▶ _Page text_:
Why not tax corporations just as the government taxes individuals, by taxing their revenue and not their profit? Revenue is a much simpler number to establish and verify than profit, since no consideration of expenses is involved. The accounting burden for both companies and revenue collection agencies would be greatly reduced, decreasing the drag of compliance on the economy. Gross-receipts taxes, as they are often called, are effectively used in several states including Washington and Delaware. Since gross-receipts taxes are broad-based, US corporate tax rates of around 35% could be replaced by a revenue-neutral revenue tax at a rate of around 1%. For many profitable companies a revenue tax would result in a significant tax reduction, while millions of small businesses would now have to make a small 1% contribution to tax revenue for the first time.

Critics complain that revenue taxes hurt companies like wholesalers that have very low margins – but even commodity intermediaries aim to earn 2-3% in net margins, making the burden of a 1% revenue tax similar to their current income tax burden. And no one seems to complain that a profitless corporation can’t afford to pay its property or sales taxes! A complete migration of corporate taxation to gross-receipts taxation might seem close to impossible at the federal level, with all the winners and losers it would create. But such a system would deliver huge benefits by lowering compliance and audit costs while distributing taxation more fairly across all corporations.

Crazy AND Competent

Why aren’t there more terrorist attacks in the United States? Or in other developed countries, for that matter? With the exception of Israel, which is involved in an ongoing conflict and is surrounded by hostile states, terrorism is still relatively rare in the industrialized world. In many developing nations, on the other hand, from Latin America to Africa and Asia, terrorism and irregular conflict are commonplace. Most of these conflicts have a political root, and internal political stability clearly prevents this kind of ongoing insurgency within the United States. There is another safety net protecting the US, however: there simply aren’t that many individuals in the United States that are both crazy enough AND competent enough to execute a real terrorist plot.

▶ _Activities_:
1. Reproduce the stretch from "Crazy AND Competent" through "real terrorist plot." in the essays on taxes and terrorism.
2. According to the essays on taxes and terrorism, which states use gross-receipts taxes effectively?
3. Resume the essays on taxes and terrorism right after their last sentence.

▶ _Record extracts_:

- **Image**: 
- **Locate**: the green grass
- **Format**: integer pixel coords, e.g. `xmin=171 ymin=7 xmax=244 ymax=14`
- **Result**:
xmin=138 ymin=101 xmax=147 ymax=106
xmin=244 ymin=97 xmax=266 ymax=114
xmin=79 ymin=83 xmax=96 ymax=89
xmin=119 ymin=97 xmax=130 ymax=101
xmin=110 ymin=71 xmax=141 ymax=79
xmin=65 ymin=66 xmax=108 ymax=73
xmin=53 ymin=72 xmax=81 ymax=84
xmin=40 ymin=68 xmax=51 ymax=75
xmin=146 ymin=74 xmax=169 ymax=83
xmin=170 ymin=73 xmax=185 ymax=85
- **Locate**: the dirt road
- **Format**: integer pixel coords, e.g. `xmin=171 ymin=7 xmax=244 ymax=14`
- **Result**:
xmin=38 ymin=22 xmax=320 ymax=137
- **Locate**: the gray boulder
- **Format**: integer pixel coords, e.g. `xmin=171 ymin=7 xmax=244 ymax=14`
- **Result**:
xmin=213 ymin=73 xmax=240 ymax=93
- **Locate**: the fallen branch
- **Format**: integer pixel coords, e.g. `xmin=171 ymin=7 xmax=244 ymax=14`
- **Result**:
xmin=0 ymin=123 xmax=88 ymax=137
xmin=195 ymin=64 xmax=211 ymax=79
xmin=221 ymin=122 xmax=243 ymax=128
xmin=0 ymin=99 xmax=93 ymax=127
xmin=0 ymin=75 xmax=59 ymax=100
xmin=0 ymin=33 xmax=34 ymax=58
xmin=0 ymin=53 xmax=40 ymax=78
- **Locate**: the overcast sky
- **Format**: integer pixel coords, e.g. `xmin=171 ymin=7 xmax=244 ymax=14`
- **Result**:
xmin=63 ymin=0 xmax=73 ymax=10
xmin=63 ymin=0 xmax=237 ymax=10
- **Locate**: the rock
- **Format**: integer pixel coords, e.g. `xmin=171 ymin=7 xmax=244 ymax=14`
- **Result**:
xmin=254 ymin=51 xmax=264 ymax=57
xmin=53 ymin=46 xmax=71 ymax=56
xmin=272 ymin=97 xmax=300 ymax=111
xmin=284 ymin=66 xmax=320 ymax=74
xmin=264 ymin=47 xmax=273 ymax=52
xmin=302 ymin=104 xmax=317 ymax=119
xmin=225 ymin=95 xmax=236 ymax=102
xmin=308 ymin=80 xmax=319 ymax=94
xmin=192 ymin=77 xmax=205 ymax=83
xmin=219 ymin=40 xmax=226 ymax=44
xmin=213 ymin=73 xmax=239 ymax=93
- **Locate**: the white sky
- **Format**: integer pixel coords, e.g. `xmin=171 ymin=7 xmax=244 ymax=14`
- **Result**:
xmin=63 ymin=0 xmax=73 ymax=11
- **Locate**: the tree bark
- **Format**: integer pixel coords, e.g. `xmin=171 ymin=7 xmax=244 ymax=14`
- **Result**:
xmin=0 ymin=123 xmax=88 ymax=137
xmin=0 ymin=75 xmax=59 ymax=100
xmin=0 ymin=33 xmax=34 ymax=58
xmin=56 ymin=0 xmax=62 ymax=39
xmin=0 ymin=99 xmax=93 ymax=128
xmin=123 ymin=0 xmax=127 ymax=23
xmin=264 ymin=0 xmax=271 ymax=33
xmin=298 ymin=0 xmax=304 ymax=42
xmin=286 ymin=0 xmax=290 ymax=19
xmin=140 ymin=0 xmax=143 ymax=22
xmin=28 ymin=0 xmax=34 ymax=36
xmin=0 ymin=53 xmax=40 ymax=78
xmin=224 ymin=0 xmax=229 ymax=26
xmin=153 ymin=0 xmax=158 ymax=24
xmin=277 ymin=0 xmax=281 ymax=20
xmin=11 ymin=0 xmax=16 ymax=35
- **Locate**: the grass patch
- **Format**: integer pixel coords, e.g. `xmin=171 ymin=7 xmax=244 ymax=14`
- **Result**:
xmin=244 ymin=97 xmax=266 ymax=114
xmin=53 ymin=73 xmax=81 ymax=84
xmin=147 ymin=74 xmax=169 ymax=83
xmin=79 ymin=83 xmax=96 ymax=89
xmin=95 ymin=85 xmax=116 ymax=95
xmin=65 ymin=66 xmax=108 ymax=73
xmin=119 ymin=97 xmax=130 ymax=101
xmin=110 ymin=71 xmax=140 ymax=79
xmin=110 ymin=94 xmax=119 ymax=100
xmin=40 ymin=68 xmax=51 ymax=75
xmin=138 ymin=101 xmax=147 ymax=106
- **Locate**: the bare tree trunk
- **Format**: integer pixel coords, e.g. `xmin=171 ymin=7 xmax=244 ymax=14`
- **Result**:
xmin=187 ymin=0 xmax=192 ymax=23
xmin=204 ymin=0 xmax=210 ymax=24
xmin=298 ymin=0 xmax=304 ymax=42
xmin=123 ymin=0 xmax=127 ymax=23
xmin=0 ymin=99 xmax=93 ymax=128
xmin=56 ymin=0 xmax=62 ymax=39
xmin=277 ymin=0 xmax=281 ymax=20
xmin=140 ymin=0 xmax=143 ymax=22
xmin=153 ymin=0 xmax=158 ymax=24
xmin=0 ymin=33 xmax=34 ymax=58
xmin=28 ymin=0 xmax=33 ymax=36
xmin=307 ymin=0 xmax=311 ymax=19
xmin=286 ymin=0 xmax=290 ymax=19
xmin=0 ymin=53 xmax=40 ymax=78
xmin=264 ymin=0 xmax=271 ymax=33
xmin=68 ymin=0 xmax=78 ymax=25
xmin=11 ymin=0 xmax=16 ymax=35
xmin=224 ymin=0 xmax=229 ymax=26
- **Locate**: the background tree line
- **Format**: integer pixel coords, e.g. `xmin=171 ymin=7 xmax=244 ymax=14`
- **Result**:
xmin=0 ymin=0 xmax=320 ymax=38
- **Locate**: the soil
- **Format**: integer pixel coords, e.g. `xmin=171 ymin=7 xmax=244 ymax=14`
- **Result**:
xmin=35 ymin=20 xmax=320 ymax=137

▶ _Answers for each item_:
1.
Crazy AND Competent

Why aren’t there more terrorist attacks in the United States? Or in other developed countries, for that matter? With the exception of Israel, which is involved in an ongoing conflict and is surrounded by hostile states, terrorism is still relatively rare in the industrialized world. In many developing nations, on the other hand, from Latin America to Africa and Asia, terrorism and irregular conflict are commonplace. Most of these conflicts have a political root, and internal political stability clearly prevents this kind of ongoing insurgency within the United States. There is another safety net protecting the US, however: there simply aren’t that many individuals in the United States that are both crazy enough AND competent enough to execute a real terrorist plot.

2. Washington and Delaware.

3.
The US market economy provides an amazing wealth and diversity of opportunity for a striving individual; one need look no further than the Mexican border to see that millions desire the opportunity to participate in the US employment market. The great majority of individuals competent enough to even contemplate a terrorist plot find themselves engaged in a productive career path from high school onward. The US, like any place on Earth, also has its share of individuals that harbor destructive or anti-social thoughts, and occasionally even plans for terrorism. Most in this group have no capability to execute on their dangerous ideas, and generally have nothing more than hate-filled invective stewing about in their heads.

Who then is left to cause terror in the homeland? There certainly are skilled and competent individuals in the United States who dislike US policy, and who may even harbor destructive plans. Even within this group, only very rarely will an individual choose to sacrifice the good life of America for the risk incumbent in prosecuting an act of terror. In the US, Timothy McVeigh is a rare example of such an individual. Among the millions of annual visitors to the US, the 9/11 hijackers represent a similarly rare breed.

All of this doesn’t mean that the US government can just drop its guard in securing the nation. Rather, it means that an intelligence-based approach is the only viable option for ferreting out the minority of minorities that is intent on causing harm. With the FBI, CIA, and NSA woefully understaffed in areas such as Arabic translation, it looks like we have a long ways still to go in catching that rare and elusive beast: the terrorist.